03 Oct 2019
As a nation, Australia has become too comfortable. Three decades of economic growth has blunted a once pioneering entrepreneurial spirit - that desire and drive to think and act bigger, to take on challenges, and to change the world. To turn this around we must start asking ourselves “what are we showing the world today?”
The Commonwealth Scientific and Industrial Research Organisation (CSIRO) and AlphaBeta have estimated the economic potential of Australia’s digital opportunity to be $A315 billion. If you add in health, energy or new materials, it’s in the trillions. We must begin to act now if we have any chance of capturing these opportunities.
"We can choose to disrupt ourselves - which is painful - or we can wait for someone else to do it to us - which is fatal.”
Australia needs to look at the opportunities presented by the challenges and disruption being faced to create a future where the nation has prosperous and globally competitive industries, inclusive and enabling communities and sustainable natural resources.
Painful or fatal?
At this moment in time, we can choose to disrupt ourselves - which is painful - or we can wait for someone else to do it to us - which is fatal. If we wait for others to solve the challenges for us, we can kiss goodbye our high standard of living, high wages and future prosperity - we will live in a future dictated by others. And that’s just not the Aussie way.
You can see countries moving forward when they have a clear direction and unified action behind it.
China has a vision to move away from “made in China” to “designed in China”. Putin has said Russia will be the world’s biggest supplier of eco-friendly food. Sweden has passed legislation to reach net zero emissions by 2045.
They all have clear visions, driven by their ability to differentiate themselves in a highly competitive world, and to change the future in a way that most benefits them.
Making science real
In Australia, we are sitting around arguing with ourselves about whether in fact there is a problem. Or if there is, then who can we blame for it? And of course - if we can solve it, who will take the credit!?

### Input for this task
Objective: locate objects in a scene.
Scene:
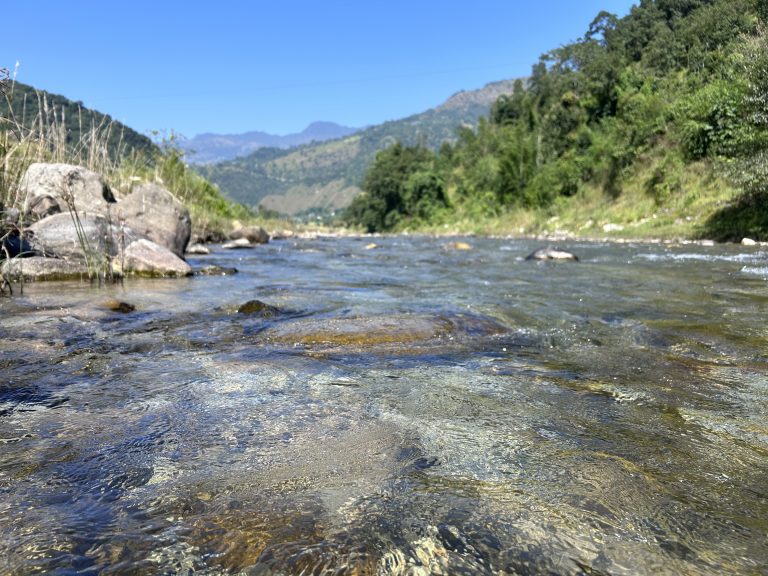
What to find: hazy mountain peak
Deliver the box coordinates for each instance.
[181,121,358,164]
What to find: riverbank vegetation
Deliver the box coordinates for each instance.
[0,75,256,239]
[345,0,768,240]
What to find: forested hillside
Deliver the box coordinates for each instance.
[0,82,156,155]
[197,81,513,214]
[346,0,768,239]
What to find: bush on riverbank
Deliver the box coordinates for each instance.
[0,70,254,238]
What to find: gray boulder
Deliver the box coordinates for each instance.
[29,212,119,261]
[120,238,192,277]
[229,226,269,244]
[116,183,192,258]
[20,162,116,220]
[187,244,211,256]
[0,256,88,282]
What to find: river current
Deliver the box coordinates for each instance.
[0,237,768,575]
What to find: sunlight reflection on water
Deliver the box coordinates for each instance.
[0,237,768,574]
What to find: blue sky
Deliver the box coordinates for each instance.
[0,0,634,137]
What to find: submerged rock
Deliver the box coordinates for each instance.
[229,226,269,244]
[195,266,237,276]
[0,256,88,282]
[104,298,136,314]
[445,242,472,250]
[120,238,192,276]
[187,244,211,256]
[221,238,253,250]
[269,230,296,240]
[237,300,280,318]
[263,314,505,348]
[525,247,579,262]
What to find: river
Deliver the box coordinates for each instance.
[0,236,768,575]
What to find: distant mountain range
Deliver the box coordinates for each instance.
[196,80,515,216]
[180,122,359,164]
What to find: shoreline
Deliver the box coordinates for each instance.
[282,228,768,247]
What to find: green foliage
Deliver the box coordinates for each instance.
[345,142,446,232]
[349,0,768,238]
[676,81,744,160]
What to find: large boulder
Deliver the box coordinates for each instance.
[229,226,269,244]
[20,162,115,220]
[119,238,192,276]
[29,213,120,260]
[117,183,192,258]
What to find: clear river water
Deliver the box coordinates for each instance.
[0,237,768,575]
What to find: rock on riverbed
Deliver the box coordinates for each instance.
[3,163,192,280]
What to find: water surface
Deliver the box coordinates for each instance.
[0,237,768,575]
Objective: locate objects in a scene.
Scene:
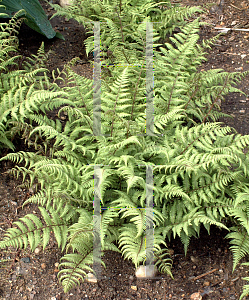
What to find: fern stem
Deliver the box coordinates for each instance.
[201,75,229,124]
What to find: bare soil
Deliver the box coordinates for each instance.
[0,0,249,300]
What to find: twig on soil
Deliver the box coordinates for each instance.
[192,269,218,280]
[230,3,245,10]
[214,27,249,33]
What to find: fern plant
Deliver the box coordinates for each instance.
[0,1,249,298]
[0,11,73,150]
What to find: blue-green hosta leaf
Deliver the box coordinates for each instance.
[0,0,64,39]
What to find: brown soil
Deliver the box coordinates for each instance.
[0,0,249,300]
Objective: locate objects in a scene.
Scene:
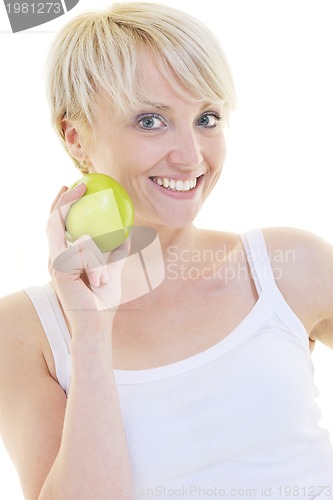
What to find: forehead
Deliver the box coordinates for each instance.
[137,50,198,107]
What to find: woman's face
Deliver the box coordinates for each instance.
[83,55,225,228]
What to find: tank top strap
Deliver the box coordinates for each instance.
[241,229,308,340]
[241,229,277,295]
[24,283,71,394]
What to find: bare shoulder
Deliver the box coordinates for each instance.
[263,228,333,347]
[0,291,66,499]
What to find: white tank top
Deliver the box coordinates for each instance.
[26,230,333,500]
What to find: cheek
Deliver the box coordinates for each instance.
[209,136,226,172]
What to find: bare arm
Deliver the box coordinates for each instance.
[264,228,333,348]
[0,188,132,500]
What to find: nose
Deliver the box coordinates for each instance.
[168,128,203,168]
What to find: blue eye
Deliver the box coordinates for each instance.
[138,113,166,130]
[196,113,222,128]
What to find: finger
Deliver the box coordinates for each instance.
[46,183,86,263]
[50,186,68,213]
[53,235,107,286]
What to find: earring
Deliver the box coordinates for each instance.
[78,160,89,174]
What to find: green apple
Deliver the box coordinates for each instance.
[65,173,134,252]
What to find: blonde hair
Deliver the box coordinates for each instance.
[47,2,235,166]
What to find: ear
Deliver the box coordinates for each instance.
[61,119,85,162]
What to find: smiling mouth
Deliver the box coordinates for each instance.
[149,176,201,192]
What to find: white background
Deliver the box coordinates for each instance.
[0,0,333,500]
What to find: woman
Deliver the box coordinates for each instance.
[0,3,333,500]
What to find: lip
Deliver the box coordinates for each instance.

### Parts of the exercise
• 1. In the piece on Australia's economic complacency, by what year does Sweden's legislation require it to reach net zero emissions?
• 2. Tally the lines of the records that contain the string "water", with case counting, and give only that number.

### Solutions to each task
• 1. 2045

• 2. 3